Task details: Would you please copy only the lines from the line that contains "example = [(380, 718)]" to the end of the data below, exactly, leaving every picture out?

Items from a data source:
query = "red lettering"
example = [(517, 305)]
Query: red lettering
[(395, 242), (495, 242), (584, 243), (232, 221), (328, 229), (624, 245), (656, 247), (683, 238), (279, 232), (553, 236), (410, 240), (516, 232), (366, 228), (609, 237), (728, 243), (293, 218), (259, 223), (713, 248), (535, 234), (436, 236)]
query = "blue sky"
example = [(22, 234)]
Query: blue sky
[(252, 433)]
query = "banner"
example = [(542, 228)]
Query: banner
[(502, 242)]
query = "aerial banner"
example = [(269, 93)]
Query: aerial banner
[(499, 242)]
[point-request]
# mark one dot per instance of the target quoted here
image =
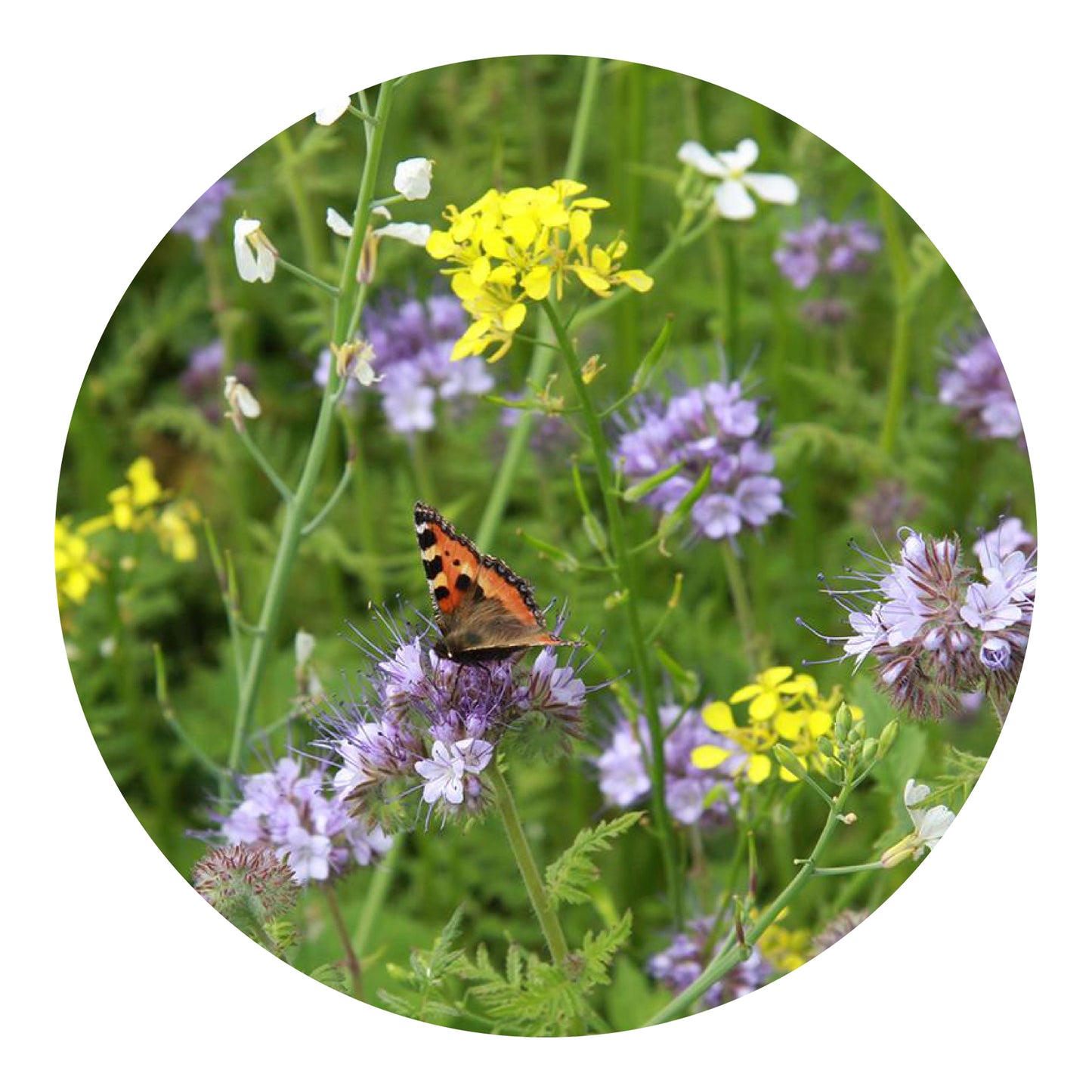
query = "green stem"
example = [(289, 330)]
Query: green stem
[(899, 368), (346, 314), (848, 869), (755, 649), (334, 497), (537, 891), (314, 282), (382, 876), (515, 452), (1001, 704), (264, 466), (354, 964), (733, 952), (626, 584)]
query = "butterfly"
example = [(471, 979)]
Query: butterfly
[(483, 610)]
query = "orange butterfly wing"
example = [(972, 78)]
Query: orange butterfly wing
[(484, 611)]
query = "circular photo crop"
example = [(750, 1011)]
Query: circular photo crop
[(545, 546)]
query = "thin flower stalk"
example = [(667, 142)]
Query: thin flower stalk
[(623, 580), (346, 314)]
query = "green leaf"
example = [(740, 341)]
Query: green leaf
[(569, 877), (333, 976)]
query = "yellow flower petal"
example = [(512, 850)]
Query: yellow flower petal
[(592, 280), (708, 757), (580, 226), (537, 283), (512, 319), (718, 716), (441, 245), (637, 280), (763, 707)]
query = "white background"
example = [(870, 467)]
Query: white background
[(118, 116)]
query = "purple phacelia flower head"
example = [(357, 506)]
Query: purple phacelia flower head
[(295, 812), (979, 388), (711, 427), (412, 340), (936, 627), (201, 218), (203, 382), (824, 249), (694, 797), (686, 957), (422, 729)]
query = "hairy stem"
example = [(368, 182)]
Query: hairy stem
[(537, 890), (346, 314), (626, 584)]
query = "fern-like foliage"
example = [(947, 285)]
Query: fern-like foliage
[(532, 998), (961, 775), (426, 984), (571, 876)]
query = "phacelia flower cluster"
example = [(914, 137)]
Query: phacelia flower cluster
[(694, 794), (781, 708), (249, 885), (686, 957), (938, 627), (413, 342), (979, 388), (517, 246), (821, 248), (203, 382), (203, 218), (426, 729), (292, 810), (711, 426)]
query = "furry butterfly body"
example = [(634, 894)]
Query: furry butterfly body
[(483, 610)]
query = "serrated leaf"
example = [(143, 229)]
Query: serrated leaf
[(333, 976), (569, 877)]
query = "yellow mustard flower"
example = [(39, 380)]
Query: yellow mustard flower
[(76, 571), (785, 949), (515, 246), (174, 530), (129, 503), (782, 707)]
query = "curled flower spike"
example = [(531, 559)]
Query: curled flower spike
[(292, 809), (733, 196), (517, 246), (936, 630), (696, 794), (255, 255), (426, 729), (930, 826)]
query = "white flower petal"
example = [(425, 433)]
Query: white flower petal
[(694, 155), (339, 224), (413, 178), (267, 262), (744, 156), (414, 234), (305, 647), (733, 201), (914, 793), (777, 189), (328, 115)]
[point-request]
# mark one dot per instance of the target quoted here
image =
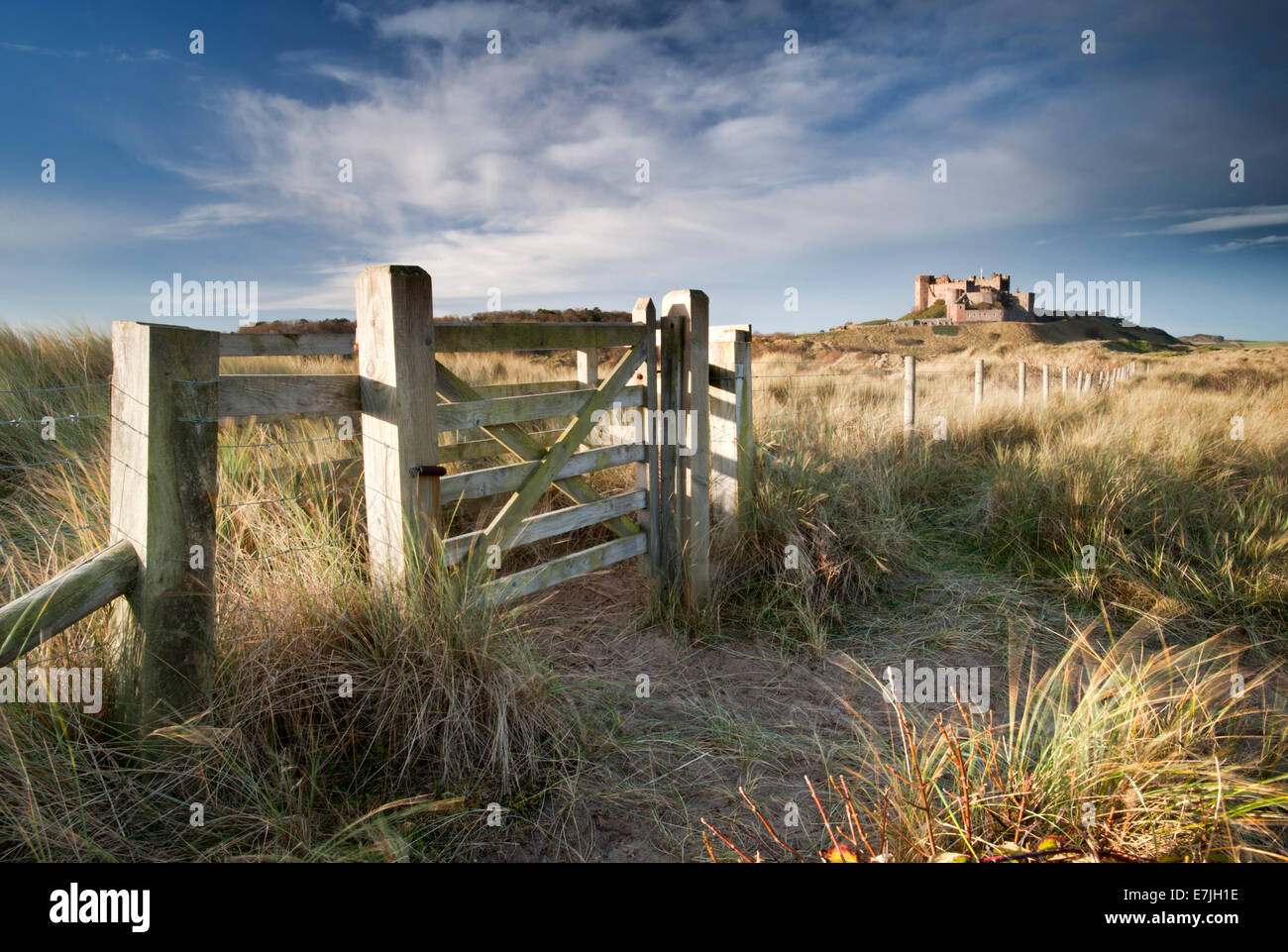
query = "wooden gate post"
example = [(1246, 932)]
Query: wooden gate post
[(671, 361), (910, 398), (695, 464), (648, 473), (588, 368), (163, 463), (399, 419), (732, 442)]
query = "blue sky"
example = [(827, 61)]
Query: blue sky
[(767, 170)]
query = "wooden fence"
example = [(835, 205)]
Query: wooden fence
[(1086, 381), (691, 384)]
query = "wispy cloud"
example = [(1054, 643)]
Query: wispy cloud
[(1240, 244), (1223, 219)]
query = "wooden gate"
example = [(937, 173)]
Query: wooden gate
[(563, 463)]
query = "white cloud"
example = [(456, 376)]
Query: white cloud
[(1229, 219), (518, 170), (1239, 244)]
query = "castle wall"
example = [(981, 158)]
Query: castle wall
[(921, 291)]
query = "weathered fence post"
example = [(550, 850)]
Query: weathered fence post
[(910, 399), (399, 417), (163, 463), (671, 360), (732, 442), (647, 475), (695, 468)]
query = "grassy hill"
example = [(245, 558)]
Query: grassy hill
[(867, 344)]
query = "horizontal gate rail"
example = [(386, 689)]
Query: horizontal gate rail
[(536, 528), (566, 567), (541, 406), (532, 337), (287, 394), (286, 344), (524, 445), (64, 599), (488, 482)]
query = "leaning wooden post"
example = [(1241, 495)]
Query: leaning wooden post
[(746, 429), (695, 466), (647, 475), (399, 419), (910, 399), (165, 410)]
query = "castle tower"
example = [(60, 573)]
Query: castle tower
[(921, 291)]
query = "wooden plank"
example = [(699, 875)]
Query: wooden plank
[(540, 406), (526, 447), (511, 586), (395, 360), (162, 501), (488, 449), (506, 522), (286, 344), (523, 389), (695, 464), (509, 478), (344, 472), (287, 394), (554, 523), (647, 472), (729, 333), (485, 335), (65, 598)]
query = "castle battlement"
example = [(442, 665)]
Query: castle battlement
[(978, 291)]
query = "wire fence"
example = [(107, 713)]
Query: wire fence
[(871, 402)]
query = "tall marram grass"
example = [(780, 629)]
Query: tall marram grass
[(346, 724), (1131, 751), (1184, 518)]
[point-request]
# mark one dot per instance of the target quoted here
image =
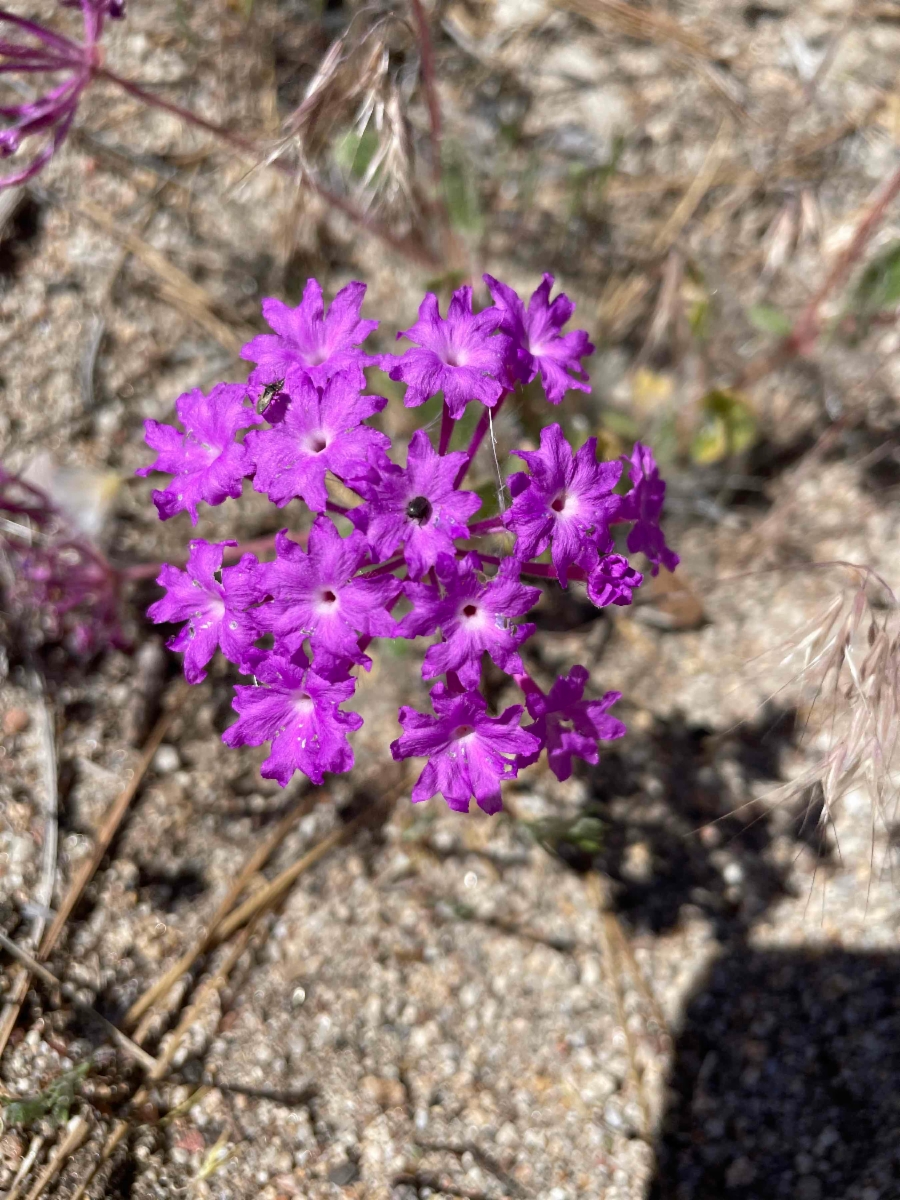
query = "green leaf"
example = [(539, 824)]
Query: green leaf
[(769, 319), (727, 427)]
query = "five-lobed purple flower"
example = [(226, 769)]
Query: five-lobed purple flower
[(473, 617), (219, 615), (318, 597), (418, 508), (463, 355), (322, 605), (538, 336), (309, 337), (469, 753), (321, 430), (298, 712), (565, 503), (567, 725), (205, 460)]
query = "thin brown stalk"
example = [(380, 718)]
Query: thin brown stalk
[(809, 324), (25, 1165), (160, 989), (36, 969), (273, 892), (76, 1132), (653, 27), (407, 246)]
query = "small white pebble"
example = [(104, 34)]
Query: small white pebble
[(166, 760)]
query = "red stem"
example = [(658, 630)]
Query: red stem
[(447, 430), (403, 245)]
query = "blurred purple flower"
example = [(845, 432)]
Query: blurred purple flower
[(565, 497), (538, 336), (307, 337), (468, 751), (42, 52), (568, 725), (473, 617), (612, 581), (219, 615), (418, 507), (298, 712), (319, 431), (643, 505), (54, 583), (205, 460), (462, 355)]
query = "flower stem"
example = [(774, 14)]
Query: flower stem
[(447, 430), (486, 526), (478, 437), (408, 246)]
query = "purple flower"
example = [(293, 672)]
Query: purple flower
[(219, 615), (419, 507), (298, 712), (568, 725), (462, 355), (643, 505), (612, 581), (307, 337), (473, 617), (54, 582), (52, 54), (319, 431), (468, 753), (316, 595), (205, 460), (537, 334), (565, 497)]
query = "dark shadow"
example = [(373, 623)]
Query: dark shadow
[(672, 825), (785, 1081)]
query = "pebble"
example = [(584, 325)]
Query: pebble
[(166, 760)]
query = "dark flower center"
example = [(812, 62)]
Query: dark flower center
[(419, 509)]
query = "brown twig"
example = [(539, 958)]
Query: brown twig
[(256, 861), (808, 325), (36, 969), (407, 246), (76, 1132)]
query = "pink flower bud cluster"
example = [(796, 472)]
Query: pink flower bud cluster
[(403, 562)]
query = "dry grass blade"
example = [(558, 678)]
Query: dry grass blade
[(25, 1165), (699, 187), (175, 287), (112, 821), (85, 874), (34, 967), (76, 1132), (256, 861), (652, 27), (273, 892)]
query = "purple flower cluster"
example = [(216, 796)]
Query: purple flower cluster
[(54, 585), (40, 52), (407, 559)]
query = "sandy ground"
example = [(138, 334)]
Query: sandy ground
[(702, 1000)]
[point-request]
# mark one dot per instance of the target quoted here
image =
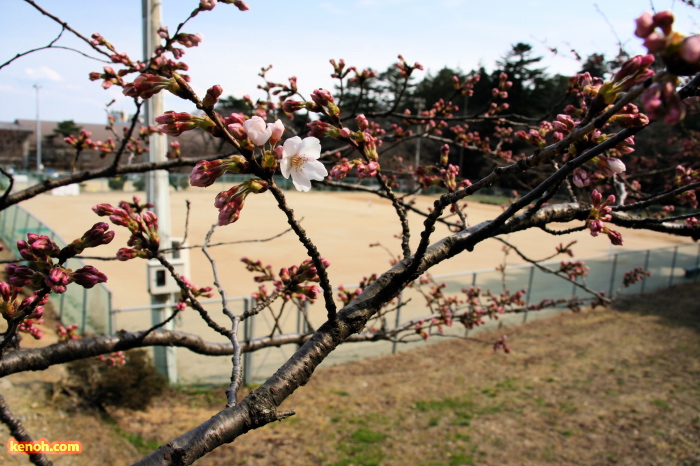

Problem solution:
example = [(380, 718)]
Query: thin brown stalk
[(809, 324), (25, 1165), (160, 989), (36, 969), (273, 892), (76, 1132), (653, 27), (407, 246)]
query = "small white pebble"
example = [(104, 34)]
Query: small white pebble
[(166, 760)]
query = "red stem"
example = [(658, 630)]
Query: red stem
[(447, 430), (403, 245)]
query = "blurred purple flower"
example = [(845, 432)]
Query: blurred purple flower
[(565, 497), (538, 336), (307, 337), (468, 751), (42, 52), (568, 725), (473, 617), (612, 581), (219, 615), (418, 507), (298, 712), (319, 431), (643, 505), (54, 583), (205, 460), (462, 355)]
query = "flower stem"
example = [(774, 14)]
Query: flower stem
[(447, 430), (486, 526), (478, 437), (408, 246)]
query = "purple flower"
example = [(293, 672)]
Query: purple flower
[(219, 615), (419, 507), (298, 712), (568, 725), (462, 355), (643, 505), (612, 581), (307, 337), (473, 617), (54, 582), (52, 54), (319, 431), (468, 753), (316, 595), (205, 460), (537, 334), (565, 497)]
query = "dark shadow"
example = [(373, 623)]
Query: dark shadow
[(672, 825), (785, 1081)]
query = "pebble"
example = [(584, 325)]
Query: pebble
[(166, 760)]
query = "dark flower center"
example = [(812, 62)]
Query: dark flower center
[(419, 509)]
query = "brown twig"
example = [(539, 958)]
Query: brown twig
[(256, 861), (808, 325), (36, 969), (407, 246), (76, 1132)]
query = "pink flower bud cluster"
example = [(796, 472)]
Query: pink flower bud cluster
[(403, 562)]
query = "dry grass blade"
example = [(558, 678)]
Query: dry grass blade
[(25, 1165), (699, 187), (175, 287), (112, 821), (85, 874), (34, 967), (76, 1132), (256, 861), (652, 27), (273, 892)]
query = "purple flower cluster"
example = [(216, 796)]
Query: purple flower cluster
[(54, 585), (40, 52), (407, 559)]
query = "sandy ground"
example = [(138, 334)]
Query: sandy ground
[(702, 1000)]
[point-request]
# mark one dot per instance of the target quoted here
image =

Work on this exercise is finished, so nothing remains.